## What is asked:
Can you reproduce the items from the very first line through the line containing "(1120, 248)", inclusive, offsetting every coordinate by adding 17 to each of its numbers and keeping all other text unchanged?

Stored items:
■ ■ ■ ■
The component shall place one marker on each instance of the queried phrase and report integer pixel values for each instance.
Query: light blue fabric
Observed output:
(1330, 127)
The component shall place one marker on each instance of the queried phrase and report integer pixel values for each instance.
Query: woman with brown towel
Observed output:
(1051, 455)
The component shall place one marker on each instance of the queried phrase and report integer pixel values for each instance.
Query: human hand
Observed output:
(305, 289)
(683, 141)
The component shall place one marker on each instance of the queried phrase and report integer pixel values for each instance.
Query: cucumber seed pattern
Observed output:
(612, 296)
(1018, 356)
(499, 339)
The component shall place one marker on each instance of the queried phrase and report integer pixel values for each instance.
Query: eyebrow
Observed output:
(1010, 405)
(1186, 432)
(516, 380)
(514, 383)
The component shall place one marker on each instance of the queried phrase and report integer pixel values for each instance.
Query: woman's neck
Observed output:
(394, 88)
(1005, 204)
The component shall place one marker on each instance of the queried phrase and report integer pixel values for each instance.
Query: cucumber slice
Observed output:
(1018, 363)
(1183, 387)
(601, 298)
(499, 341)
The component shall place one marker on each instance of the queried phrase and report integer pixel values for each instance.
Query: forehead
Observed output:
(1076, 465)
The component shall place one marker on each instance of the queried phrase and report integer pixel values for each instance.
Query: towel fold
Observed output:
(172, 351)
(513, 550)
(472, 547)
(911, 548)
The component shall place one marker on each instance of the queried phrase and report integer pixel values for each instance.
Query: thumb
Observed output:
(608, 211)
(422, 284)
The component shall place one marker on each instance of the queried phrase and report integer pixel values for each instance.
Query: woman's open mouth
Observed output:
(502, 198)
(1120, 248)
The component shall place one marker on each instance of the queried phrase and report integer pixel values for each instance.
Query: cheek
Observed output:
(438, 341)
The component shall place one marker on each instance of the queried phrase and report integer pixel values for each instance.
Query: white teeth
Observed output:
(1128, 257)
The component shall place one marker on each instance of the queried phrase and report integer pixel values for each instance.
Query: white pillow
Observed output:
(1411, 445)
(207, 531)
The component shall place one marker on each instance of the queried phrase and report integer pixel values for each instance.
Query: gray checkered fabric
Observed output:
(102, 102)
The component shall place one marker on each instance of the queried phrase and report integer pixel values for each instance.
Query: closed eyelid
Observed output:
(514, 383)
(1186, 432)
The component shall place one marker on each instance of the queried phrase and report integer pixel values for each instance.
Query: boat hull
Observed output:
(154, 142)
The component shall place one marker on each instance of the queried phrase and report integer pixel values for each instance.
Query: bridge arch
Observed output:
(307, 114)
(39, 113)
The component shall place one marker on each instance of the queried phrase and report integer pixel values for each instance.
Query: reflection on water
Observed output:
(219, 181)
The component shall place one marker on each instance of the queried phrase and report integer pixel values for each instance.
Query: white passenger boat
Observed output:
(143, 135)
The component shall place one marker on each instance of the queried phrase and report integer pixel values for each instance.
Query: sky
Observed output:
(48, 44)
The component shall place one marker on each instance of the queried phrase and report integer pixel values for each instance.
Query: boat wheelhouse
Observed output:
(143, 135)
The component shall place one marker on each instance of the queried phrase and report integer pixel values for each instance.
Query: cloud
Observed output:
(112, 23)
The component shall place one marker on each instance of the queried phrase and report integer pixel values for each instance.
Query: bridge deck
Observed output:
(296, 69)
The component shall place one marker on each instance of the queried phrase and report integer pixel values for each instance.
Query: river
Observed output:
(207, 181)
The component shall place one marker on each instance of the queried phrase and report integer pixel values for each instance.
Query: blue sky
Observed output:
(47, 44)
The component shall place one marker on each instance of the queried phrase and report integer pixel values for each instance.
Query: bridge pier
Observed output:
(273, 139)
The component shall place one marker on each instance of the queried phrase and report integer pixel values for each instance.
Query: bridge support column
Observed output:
■ ■ ■ ■
## Response to this exercise:
The component shall place one marker on each instance of the queried phrase and report integer pixel values for each instance.
Query: light blue fabric
Observed output:
(1347, 144)
The component shall place one marker on each instance of the queried phrase and report integer pixel values for each instance.
Query: woman with brown towel
Observed output:
(1068, 472)
The component shall place one marker on each instance of the queried phrase and report integer pixel values for each instance.
Query: human hand
Observed output:
(322, 306)
(700, 158)
The component shall place one marker on each instance of the queried phrase and report integer pixel values for each instance.
Query: cucumber seed pattern
Observed output:
(629, 313)
(1035, 373)
(516, 356)
The component shall place one marker on each instance of the queried phrase and report integer pixel values for each instance.
Query: eyebrow
Observed output:
(1027, 422)
(1203, 449)
(533, 397)
(531, 400)
The component shall place one marker on each instance of the queried phrase and report integer pixel values for each instance.
Query: woman's neck
Observed output:
(411, 105)
(1022, 221)
The component shall place one marker on each instance of the queried phrase and report integer pixel values for each instance.
Query: cucumber slice
Observed output:
(1035, 380)
(1200, 404)
(618, 315)
(516, 358)
The component shall place one marker on each instance of the queried phrase and report integer pixel values for each instance.
Query: forehead
Observed output:
(1093, 482)
The component shall place one marker on each instance of the queried phrase and report integer pixel values for each instance.
Query: towel fold
Observed output:
(189, 368)
(530, 567)
(489, 564)
(928, 565)
The component shall place one marker on each instance of the queried phrase and report integer pixel values for each instance.
Query: thumb
Observed output:
(625, 228)
(439, 301)
The component shall place one marker on each instance of the queried phrase and report integer pixel values for each instance.
Query: woman's open mouth
Observed output:
(519, 215)
(1137, 265)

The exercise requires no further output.